Start of TEXT UNDER STUDY
Background
Missing data occur almost in all types of studies and cause inefficient and biased estimates of parameters if they are handled improperly. In a survey, missing data occur, when a selected respondent refuses to participate (unit nonresponse) or respondent does not provide answer to entire survey questions (item nonresponse) [
1,
2]. For unit nonresponse, the weighting adjustment technique is applied, in which weight of respondents are increased to represent non-respondents [
3], whereas for item nonresponse, imputation methods are employed [
1,
4].
There are three types of mechanisms under which missing data occur: missing completely at random (MCAR), missing at random (MAR) and missing not at random (MNAR) [
1,
5]. When missing data are MCAR, the probability of missingness does not depend on the missing and other observed data. An example is when survey papers are lost accidentally. If missing data are MAR, the probability of missingness depends only on observed data, but not on the missing data themselves. For example, people from different demographic backgrounds may decline to answer based on beliefs or traditions. When missing data are MNAR, the probability of missingness depends on both observed and missing data. For example, people with high incomes are less likely to report their incomes than those of people with average or low income. Data under MCAR mechanism can be tested statistically by little’s test [
6]. However, there is no clear technique to diagnose and distinguish between MAR and MNAR. Thus, MAR and MNAR can only be reasoned or hypothesized [
1,
4].
End of TEXT UNDER STUDY
## ACTIVITY A
Name every mechanism under which missing data occur according to the passage on missing data, with the abbreviation given for each.
## ACTIVITY B
Do these statements agree with the passage on missing data? Answer yes or no for each, quoting the words of the passage that decide it. (i) The weighting adjustment technique is used for item nonresponse. (ii) Data under the MCAR mechanism can be tested statistically. (iii) There is a clear technique for telling MAR apart from MNAR.
The entries that come next are separate material, not part of the passage on missing data.
Start of ENTRIES SUPPLIED
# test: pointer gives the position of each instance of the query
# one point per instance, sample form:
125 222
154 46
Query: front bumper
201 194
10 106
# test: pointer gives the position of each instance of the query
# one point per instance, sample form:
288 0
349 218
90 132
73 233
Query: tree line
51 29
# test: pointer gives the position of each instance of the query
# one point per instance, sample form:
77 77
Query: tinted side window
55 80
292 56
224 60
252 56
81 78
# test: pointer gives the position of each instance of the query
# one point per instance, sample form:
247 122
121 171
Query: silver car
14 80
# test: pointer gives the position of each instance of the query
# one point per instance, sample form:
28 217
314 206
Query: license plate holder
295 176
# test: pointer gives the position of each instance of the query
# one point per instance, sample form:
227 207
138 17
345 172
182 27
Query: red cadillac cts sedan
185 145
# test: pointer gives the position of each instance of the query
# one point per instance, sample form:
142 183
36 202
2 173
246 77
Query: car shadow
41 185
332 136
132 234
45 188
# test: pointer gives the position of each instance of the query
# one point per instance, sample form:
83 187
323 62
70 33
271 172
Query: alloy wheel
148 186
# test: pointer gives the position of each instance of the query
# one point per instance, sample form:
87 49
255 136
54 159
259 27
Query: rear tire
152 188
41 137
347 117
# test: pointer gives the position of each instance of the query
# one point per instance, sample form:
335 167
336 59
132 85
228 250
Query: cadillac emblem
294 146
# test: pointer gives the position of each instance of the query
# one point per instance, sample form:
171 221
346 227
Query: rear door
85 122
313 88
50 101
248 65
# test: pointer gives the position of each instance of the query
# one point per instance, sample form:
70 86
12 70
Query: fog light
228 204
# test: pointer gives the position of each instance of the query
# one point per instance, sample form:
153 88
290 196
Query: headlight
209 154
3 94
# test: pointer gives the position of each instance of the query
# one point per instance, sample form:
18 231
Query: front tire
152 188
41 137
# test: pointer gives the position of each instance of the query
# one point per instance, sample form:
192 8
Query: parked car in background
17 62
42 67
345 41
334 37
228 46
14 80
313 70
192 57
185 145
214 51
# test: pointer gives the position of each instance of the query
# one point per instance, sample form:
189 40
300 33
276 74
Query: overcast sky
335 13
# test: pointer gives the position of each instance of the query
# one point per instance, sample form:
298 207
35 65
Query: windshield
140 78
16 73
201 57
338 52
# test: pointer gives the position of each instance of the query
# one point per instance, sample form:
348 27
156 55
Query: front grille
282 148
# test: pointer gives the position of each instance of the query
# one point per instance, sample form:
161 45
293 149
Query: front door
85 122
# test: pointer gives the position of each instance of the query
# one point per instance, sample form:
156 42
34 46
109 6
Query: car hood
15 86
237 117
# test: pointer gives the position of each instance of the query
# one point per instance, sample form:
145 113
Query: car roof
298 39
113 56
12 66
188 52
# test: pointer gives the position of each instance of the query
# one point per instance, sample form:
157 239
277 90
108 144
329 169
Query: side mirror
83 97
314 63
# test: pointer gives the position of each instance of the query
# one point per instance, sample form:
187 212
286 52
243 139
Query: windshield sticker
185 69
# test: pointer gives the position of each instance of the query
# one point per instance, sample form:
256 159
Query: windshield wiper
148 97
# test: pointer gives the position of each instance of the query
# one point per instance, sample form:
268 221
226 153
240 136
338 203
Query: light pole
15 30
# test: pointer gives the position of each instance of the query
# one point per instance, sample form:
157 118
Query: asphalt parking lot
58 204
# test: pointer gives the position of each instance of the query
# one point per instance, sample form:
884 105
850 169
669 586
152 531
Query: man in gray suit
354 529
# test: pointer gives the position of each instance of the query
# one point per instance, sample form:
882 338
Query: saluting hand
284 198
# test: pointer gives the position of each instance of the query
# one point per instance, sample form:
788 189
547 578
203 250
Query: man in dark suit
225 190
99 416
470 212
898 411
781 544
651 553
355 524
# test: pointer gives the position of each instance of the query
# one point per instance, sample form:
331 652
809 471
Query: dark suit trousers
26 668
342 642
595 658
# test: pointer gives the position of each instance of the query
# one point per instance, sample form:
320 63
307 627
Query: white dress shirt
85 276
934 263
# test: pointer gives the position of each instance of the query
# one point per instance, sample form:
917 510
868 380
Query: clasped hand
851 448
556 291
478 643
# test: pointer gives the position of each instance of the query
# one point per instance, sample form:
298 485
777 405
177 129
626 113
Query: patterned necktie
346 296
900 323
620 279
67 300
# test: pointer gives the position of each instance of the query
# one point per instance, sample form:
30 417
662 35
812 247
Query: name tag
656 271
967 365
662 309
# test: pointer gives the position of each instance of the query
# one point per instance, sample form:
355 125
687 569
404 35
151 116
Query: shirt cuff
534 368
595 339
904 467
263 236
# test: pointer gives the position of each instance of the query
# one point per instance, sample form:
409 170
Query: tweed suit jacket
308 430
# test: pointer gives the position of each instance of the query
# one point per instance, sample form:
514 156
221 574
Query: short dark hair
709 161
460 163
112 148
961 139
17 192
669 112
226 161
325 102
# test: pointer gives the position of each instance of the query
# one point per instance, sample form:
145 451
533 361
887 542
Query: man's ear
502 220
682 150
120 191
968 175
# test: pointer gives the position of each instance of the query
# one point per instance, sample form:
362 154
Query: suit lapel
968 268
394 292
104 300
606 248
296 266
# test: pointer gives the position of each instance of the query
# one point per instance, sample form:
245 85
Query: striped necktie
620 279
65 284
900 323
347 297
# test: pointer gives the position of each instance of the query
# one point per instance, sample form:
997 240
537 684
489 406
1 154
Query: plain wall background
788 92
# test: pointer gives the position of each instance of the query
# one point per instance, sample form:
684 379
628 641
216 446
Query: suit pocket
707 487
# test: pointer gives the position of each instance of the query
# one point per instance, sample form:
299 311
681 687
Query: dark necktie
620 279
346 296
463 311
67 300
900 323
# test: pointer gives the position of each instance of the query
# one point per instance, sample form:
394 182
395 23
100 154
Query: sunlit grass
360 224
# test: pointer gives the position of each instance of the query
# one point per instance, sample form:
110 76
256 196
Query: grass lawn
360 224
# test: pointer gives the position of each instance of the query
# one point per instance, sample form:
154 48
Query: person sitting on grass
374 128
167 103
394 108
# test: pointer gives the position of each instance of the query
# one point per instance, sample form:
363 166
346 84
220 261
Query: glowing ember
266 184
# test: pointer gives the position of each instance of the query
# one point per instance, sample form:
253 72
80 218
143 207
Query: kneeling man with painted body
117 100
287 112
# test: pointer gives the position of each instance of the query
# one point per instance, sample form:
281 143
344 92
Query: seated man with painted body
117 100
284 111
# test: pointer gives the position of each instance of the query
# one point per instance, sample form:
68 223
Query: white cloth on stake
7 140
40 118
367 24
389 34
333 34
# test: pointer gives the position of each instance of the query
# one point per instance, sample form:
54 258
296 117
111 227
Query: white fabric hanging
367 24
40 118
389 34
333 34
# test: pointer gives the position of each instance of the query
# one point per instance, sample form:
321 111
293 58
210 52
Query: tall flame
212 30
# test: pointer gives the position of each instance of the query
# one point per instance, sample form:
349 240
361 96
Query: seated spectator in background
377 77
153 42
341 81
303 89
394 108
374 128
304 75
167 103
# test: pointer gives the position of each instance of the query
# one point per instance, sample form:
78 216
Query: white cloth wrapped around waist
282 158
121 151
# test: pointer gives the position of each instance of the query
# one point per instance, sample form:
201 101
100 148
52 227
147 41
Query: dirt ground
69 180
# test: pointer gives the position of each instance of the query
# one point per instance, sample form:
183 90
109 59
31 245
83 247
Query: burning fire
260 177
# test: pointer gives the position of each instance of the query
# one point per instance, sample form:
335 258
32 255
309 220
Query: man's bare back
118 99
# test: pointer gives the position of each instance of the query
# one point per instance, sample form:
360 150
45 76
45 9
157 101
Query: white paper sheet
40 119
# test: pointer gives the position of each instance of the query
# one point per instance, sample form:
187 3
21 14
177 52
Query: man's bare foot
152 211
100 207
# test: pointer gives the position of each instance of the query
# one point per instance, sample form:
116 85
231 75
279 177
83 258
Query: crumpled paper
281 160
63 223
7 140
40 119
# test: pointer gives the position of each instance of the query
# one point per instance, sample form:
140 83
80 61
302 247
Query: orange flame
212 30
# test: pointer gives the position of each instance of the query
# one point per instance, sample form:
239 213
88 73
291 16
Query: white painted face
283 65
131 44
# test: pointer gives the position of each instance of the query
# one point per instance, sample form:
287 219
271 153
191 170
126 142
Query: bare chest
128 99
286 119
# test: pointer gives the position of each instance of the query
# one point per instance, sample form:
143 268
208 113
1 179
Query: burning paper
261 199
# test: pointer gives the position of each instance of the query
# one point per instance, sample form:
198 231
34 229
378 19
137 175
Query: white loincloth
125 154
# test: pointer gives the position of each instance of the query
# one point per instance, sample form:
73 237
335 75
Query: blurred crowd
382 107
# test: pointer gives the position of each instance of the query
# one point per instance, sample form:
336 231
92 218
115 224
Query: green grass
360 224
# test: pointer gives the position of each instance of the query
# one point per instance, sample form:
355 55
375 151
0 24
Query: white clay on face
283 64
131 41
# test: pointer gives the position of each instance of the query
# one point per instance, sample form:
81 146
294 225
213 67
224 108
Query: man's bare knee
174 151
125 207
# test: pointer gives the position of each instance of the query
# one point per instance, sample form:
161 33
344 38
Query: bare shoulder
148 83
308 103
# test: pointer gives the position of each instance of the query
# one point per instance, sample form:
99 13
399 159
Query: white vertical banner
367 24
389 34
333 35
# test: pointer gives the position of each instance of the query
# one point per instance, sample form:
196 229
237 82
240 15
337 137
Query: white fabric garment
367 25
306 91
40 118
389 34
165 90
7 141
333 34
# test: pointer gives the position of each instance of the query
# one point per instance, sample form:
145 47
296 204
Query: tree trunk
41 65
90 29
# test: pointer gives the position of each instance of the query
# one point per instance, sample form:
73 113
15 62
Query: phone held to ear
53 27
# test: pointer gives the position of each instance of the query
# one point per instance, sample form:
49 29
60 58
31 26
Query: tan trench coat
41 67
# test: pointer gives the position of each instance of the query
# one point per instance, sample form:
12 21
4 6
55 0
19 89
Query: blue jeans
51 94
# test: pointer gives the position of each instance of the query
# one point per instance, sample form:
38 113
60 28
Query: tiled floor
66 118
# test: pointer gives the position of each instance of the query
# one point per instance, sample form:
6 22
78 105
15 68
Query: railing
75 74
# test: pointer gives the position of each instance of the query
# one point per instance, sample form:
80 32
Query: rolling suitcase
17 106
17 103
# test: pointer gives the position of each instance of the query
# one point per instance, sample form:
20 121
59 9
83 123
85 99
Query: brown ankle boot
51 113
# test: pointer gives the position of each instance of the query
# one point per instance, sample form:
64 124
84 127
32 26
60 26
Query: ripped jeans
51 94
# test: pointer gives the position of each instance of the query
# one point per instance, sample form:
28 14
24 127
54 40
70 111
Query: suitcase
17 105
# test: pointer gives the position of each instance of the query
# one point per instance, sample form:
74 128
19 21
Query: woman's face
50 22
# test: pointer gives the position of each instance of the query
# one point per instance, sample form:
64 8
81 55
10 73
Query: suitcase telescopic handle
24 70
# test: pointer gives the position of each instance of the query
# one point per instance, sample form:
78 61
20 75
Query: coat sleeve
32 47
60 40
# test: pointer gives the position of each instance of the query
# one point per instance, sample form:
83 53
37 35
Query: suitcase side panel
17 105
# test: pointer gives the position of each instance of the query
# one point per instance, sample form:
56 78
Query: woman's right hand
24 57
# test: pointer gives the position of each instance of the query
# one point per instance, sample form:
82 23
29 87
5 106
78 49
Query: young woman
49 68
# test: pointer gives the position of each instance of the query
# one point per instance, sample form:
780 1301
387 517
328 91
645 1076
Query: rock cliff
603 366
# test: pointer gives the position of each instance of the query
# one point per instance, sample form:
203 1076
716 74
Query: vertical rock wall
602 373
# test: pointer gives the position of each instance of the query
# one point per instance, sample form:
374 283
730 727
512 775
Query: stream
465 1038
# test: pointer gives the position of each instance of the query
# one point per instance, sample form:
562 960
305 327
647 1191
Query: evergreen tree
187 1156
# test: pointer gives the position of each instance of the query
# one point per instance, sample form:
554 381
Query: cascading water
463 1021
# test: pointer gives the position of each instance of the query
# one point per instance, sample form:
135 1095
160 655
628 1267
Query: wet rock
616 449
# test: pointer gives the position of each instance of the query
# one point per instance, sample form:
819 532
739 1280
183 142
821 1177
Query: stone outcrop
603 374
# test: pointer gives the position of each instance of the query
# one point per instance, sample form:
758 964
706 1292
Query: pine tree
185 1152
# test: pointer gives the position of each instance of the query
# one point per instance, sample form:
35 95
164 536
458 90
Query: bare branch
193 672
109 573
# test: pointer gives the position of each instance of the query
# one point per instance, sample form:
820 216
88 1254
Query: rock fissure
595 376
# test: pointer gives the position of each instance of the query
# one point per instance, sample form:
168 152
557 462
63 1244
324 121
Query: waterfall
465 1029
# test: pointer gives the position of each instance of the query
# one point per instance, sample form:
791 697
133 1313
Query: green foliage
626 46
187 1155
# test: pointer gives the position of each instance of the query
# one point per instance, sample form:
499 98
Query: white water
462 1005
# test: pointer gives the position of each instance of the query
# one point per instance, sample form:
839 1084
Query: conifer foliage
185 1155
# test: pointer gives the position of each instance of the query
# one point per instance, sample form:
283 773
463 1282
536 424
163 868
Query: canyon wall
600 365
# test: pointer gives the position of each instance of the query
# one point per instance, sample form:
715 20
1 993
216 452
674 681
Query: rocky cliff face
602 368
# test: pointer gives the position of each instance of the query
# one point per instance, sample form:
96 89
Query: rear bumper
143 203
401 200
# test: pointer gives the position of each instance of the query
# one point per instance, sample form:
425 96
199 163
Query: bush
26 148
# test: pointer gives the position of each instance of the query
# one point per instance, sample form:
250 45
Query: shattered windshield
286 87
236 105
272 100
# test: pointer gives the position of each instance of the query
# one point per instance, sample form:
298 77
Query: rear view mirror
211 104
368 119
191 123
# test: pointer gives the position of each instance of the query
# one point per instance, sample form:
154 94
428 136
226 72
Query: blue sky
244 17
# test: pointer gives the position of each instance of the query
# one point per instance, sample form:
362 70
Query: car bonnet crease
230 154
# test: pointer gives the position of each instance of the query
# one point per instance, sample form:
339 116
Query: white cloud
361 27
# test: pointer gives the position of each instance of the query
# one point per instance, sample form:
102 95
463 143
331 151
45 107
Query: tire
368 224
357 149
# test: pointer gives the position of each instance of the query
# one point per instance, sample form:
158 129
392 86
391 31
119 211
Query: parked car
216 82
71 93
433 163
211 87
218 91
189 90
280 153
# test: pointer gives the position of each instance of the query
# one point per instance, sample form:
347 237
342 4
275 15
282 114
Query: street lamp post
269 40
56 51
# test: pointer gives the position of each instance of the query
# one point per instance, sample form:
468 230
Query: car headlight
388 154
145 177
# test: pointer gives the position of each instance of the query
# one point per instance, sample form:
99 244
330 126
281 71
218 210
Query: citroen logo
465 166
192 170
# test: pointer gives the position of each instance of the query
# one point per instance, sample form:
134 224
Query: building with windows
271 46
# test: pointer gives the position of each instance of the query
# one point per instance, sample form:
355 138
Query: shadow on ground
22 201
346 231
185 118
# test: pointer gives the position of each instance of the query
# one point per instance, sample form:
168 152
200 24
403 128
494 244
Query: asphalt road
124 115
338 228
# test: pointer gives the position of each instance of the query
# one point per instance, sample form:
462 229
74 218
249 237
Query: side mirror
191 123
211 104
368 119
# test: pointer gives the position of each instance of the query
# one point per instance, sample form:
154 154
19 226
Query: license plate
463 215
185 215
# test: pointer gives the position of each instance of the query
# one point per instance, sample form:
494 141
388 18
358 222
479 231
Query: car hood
End of ENTRIES SUPPLIED
## EXERCISE OUTPUT A
Missing completely at random (MCAR), missing at random (MAR), and missing not at random (MNAR).

## EXERCISE OUTPUT B
(i) No: "for item nonresponse, imputation methods are employed"
(ii) Yes: "Data under MCAR mechanism can be tested statistically by little’s test"
(iii) No: "there is no clear technique to diagnose and distinguish between MAR and MNAR"